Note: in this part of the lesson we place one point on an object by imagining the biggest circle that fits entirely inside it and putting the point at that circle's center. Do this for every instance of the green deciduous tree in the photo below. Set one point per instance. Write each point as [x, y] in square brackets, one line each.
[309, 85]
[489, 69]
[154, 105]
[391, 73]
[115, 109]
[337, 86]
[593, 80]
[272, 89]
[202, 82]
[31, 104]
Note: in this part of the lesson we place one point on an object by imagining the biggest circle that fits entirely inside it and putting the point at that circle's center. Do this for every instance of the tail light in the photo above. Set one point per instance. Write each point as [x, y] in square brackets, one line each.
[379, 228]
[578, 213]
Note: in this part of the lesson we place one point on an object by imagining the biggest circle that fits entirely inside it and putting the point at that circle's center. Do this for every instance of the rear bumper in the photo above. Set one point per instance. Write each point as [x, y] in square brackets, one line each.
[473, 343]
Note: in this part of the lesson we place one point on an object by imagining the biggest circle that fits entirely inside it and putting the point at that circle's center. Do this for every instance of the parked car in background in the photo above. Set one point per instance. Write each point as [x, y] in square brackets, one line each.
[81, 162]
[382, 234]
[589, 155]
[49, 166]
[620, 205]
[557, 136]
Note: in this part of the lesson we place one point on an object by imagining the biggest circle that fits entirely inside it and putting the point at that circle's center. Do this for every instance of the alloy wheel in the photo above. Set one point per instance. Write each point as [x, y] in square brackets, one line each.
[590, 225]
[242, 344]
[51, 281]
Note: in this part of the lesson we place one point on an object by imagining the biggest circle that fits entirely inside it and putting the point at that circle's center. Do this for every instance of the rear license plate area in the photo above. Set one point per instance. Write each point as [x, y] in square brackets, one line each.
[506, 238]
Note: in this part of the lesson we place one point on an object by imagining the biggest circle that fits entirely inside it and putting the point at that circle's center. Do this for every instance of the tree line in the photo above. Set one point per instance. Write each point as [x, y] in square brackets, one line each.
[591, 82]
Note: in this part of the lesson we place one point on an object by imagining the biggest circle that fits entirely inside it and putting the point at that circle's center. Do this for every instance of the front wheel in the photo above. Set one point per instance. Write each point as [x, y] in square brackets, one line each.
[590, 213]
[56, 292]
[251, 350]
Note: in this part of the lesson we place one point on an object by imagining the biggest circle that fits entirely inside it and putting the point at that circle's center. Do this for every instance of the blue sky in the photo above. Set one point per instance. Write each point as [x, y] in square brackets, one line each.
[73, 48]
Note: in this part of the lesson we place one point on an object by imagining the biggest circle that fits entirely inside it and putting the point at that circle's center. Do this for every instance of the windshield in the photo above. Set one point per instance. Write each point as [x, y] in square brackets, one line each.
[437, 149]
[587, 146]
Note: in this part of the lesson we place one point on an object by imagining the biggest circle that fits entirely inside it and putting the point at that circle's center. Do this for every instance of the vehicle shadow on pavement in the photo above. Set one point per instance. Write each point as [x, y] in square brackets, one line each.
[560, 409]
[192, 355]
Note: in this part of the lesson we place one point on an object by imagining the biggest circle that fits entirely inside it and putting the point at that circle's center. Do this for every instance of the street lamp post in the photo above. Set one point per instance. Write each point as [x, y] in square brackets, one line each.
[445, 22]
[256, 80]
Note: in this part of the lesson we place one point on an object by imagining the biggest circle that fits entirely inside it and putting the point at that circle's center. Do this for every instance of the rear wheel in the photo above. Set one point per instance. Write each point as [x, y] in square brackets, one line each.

· · ·

• Problem to solve
Go through the data above and copy all of it exactly.

• Problem solution
Note: in this part of the lesson we place one point on an object by imagining the biggest circle that fits entirely inside it and putting the point at that circle's center. Do this for every instance of the green deciduous tree in the photo below. Set one point per instance. Write each point as [x, y] in square brackets, one line each.
[309, 85]
[489, 69]
[154, 105]
[391, 73]
[115, 109]
[337, 86]
[593, 80]
[272, 89]
[202, 82]
[31, 104]
Note: in this part of the lesson we place one point on an object by imagining the biggest circle that fits entirely inside it and putting the point at that circle's center. Do this for every instance of the tail light in the photo above. Set one point per instance. Write each point as [x, y] in square brackets, one line each.
[379, 228]
[578, 213]
Note: in this part of the lesson we place one point on an object by imagining the biggest circle that fits entirely inside it and putting the point at that circle's center. Do this for every instance of the rear bumper in the photo above. Set one point per instance. Write each point as [x, y] in square brackets, one line each.
[473, 343]
Note: in this part of the lesson we place one point on an object by imagining the biggest circle that fits entirely inside it and putting the point at that circle's center. Do this for every instance of the parked car in background in the photo above. Set one point per instance. Write each point as [x, y] in square brackets, one line each.
[81, 162]
[382, 234]
[589, 155]
[49, 166]
[620, 205]
[557, 136]
Note: in this part of the lesson we place one point on an object by imagining the biggest circle that fits entirely inside it and putting the point at that circle's center. Do this for every instance of the alloy wheel in the photo above. Set one point per instance. Write each point as [x, y] in square brackets, one line each.
[590, 225]
[242, 344]
[51, 281]
Note: in this part of the lesson we place one point on an object by imagining the biggest circle that fits entirely inside it and putting the point at that circle's center. Do this for every instance of the rear license plate area in the photo above. Set one point per instance. Write each point as [x, y] in square brackets, one line each.
[506, 238]
Note: in this part of the lesson we place one point on an object by imagining the biggest circle that fits entirely inside it and putting the point at that circle's center. Do this for every instance of the tree line in the photo above. Set one point per instance. Write each point as [x, y] in square brackets, one line each.
[591, 82]
Note: in this part of the lesson we place one point on an object by imagining the biggest circle that fits entirely inside it and putting the point at that circle's center. Do this for every instance of the front wheel in the photo above. Set one point per instance. Write each point as [x, y] in square brackets, one line each.
[590, 213]
[56, 292]
[251, 350]
Note: in this part of the lesson we place one point on an object by imagining the biggest circle that fits entirely inside it and putting the point at that circle's center. Do this for every instance of the blue sky in the photo above. Set one point per instance. Write each point as [x, y] in square brackets, one line each.
[73, 48]
Note: in this part of the lesson we place one point on an object by imagining the biggest circle that fits entirely inside it and putting the point at that circle's center. Do this for every instance of the windshield in the photo above. Set one point per instance. Write each point as [x, y] in square brackets, one line each.
[437, 149]
[587, 146]
Note: in this part of the lesson we place one point on an object by imagining the biggest circle that fits entirely inside it and putting the point at that circle's center. Do this for every instance of the vehicle shadow on pavement in the photo above. Set one point per instance. Write each point as [x, y] in square brackets, one line each.
[560, 409]
[192, 355]
Note: in this part of the lesson we place one point on an object by imagining the biggest circle that fits entirely inside it and putting the point at that circle's center. Do this for every instance of the street lamp post in the photo above. Set one point per instance. Write each point as [x, y] in square brackets, one line each.
[445, 22]
[256, 80]
Note: in this part of the lesson we place one point on an object by imagining the biggest circle that fits entirely inside it and putting the point at that circle's center. Do this for every instance of the rear wheel in the photo above. Set one point per instance. Write each point as [x, y] in square brackets, one line each.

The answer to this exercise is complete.